WRITTEN REQUEST A. From the SEAL Team season 5 article, list the five actors under the "Main" cast heading.
------------------------------------------------------------
- Starring: David Boreanaz; Max Thieriot; Neil Brown Jr.; A. J. Buckley; Toni Trucks;
- No. of episodes: 14

Release
- Original network: CBS (episodes 1–4); Paramount+ (episodes 5–14);
- Original release: October 10, 2021 – January 23, 2022

Season chronology
- ← Previous Season 4Next → Season 6

= SEAL Team season 5 =

The fifth season of the American military drama television series SEAL Team premiered on October 10, 2021, on CBS, for the 2021–22 television season for four episodes. Afterwards, the rest of the season moved to Paramount+. The season concluded on January 23, 2022.

SEAL Team follows an elite unit of United States Navy SEALs portrayed by David Boreanaz, Max Thieriot, Neil Brown Jr., A. J. Buckley, and Toni Trucks.

Despite airing only the first four episodes on CBS, the fifth season of SEAL Team ranked #42 with a total of 5.83 million viewers. The season was also the most-watched on Paramount+.

==Cast and characters==

=== Main ===
- David Boreanaz as Master Chief Special Warfare Operator Jason Hayes a.k.a. Bravo 1/1B
- Max Thieriot as Special Warfare Operator Second Class Clay Spenser a.k.a. Bravo 6/6B
- Neil Brown Jr. as Chief Warrant Officer 2 Raymond "Ray" Perry a.k.a. Bravo 2/2B
- A. J. Buckley as Special Warfare Operator First Class Sonny Quinn a.k.a. Bravo 3/3B
- Toni Trucks as Lieutenant (junior grade) Lisa Davis

=== Recurring ===
- Tyler Grey as Special Warfare Operator First Class Trent Sawyer a.k.a. Bravo 4/4B
- Justin Melnick as Special Warfare Operator First Class Brock Reynolds a.k.a. Bravo 5/5B
- Alona Tal as Stella Baxter
- Kerri Medders as Emma Hayes
- Parisa Fakhri as Naima Perry
- C. Thomas Howell as Ash Spenser
- Maximiliano Hernández as Carl Dryden
- Mike Wade as Wes Soto
- Rachel Boston as Hannah Oliver

=== Guest ===
- Judd Lormand as Commander Eric Blackburn
- Shawn Hatosy as Marc Lee
- Note

== Episodes ==

The number in the "No. overall" column refers to the episode's number within the overall series, whereas the number in the "No. in season" column refers to the episode's number within this particular season. "Production code" refers to the order in which the episodes were produced while "U.S. viewers (millions)" refers to the number of viewers in the U.S. in millions who watched the episode as it was aired.
------------------------------------------------------------
WRITTEN REQUEST B. In the rows, take the lines starting with the line that contains "like [[41, 169]]." and going on through the line that contains "[[443, 832]]". Reproduce only those lines, replacing "Query" with "Target" and leaving everything else unchanged.
------------------------------------------------------------
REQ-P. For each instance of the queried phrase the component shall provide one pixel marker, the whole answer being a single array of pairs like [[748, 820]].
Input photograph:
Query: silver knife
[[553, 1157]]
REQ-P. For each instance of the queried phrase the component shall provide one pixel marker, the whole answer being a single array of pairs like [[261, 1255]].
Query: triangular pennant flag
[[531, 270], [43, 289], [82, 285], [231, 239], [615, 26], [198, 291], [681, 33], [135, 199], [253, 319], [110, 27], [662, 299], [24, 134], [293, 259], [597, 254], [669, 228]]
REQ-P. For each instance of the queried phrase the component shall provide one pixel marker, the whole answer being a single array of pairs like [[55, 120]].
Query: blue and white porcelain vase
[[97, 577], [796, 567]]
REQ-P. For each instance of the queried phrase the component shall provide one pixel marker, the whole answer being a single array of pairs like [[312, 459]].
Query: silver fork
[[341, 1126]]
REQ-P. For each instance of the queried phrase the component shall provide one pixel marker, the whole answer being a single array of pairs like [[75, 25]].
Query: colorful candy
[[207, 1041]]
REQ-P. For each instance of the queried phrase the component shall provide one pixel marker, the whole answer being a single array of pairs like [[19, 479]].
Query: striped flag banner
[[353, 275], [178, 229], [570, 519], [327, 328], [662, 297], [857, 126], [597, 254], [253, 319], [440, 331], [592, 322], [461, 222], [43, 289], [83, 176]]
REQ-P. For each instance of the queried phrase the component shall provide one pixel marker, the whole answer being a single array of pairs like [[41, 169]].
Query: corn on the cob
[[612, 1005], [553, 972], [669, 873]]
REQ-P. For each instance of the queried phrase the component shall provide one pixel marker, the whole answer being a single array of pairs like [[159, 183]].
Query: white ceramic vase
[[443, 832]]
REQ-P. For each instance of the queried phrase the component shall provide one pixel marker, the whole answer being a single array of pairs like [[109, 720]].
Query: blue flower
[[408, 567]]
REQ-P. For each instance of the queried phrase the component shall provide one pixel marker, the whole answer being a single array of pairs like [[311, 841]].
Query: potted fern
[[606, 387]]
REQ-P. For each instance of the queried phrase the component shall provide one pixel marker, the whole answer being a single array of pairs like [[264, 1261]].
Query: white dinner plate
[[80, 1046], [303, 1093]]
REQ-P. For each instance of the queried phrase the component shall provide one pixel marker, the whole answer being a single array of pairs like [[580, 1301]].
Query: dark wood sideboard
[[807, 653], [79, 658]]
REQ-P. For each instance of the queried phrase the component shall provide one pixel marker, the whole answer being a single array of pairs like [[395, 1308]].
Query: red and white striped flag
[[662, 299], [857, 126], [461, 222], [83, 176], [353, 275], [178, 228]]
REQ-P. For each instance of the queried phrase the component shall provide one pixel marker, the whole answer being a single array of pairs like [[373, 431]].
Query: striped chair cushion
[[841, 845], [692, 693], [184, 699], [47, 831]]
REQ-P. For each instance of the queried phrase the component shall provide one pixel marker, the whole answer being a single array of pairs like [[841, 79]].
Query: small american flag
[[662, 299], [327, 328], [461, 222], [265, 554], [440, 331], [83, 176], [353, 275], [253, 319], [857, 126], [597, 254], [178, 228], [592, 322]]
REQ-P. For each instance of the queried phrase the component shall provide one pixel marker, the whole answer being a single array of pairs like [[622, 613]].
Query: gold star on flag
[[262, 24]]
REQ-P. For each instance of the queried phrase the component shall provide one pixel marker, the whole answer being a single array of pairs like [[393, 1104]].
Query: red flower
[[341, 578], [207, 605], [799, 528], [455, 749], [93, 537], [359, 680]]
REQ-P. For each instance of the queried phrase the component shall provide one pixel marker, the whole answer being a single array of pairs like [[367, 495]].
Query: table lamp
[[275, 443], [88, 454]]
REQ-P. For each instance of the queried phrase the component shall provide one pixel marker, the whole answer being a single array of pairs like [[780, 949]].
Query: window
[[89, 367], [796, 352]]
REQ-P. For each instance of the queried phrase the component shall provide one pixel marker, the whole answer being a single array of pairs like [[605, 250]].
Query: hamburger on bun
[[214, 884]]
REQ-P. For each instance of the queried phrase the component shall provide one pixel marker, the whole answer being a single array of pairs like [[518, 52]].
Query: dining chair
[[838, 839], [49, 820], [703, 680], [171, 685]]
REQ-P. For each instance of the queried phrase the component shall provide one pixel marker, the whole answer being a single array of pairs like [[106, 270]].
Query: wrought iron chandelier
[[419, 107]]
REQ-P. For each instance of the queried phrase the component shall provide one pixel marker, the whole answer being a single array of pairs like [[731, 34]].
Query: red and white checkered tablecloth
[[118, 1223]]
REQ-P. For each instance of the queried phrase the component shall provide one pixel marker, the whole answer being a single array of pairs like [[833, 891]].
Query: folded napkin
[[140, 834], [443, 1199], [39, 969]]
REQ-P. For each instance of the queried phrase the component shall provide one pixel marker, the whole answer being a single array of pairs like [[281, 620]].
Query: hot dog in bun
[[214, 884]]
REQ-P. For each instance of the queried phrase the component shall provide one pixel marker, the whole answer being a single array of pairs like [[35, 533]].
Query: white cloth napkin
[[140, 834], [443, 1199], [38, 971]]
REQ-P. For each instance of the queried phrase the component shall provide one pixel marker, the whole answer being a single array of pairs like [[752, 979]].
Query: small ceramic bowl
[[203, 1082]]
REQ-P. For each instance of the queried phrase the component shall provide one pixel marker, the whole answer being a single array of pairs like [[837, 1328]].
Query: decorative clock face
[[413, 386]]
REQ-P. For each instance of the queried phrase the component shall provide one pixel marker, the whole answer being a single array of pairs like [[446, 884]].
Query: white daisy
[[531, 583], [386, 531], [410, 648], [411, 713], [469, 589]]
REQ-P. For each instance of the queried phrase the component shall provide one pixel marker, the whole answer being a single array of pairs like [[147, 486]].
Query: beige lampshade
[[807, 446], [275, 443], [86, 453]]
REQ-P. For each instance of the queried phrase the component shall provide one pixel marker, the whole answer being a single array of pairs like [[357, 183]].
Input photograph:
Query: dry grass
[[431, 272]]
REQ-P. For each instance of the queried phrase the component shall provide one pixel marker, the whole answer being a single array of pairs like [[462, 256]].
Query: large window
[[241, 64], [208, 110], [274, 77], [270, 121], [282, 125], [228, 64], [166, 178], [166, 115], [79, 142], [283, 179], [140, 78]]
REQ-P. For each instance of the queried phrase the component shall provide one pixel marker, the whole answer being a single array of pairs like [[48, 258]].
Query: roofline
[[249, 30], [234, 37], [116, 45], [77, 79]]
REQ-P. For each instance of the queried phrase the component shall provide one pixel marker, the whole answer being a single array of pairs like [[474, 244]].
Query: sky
------------------------------------------------------------
FULL ANSWER A. David Boreanaz, Max Thieriot, Neil Brown Jr., A. J. Buckley, Toni Trucks

FULL ANSWER B.
REQ-P. For each instance of the queried phrase the component shall provide one pixel marker, the whole answer being a single array of pairs like [[41, 169]].
Target: corn on the cob
[[612, 1005], [553, 972], [669, 873]]
REQ-P. For each instance of the queried phrase the component shall provide one pixel marker, the whole answer being a single array of pairs like [[159, 183]].
Target: white ceramic vase
[[443, 832]]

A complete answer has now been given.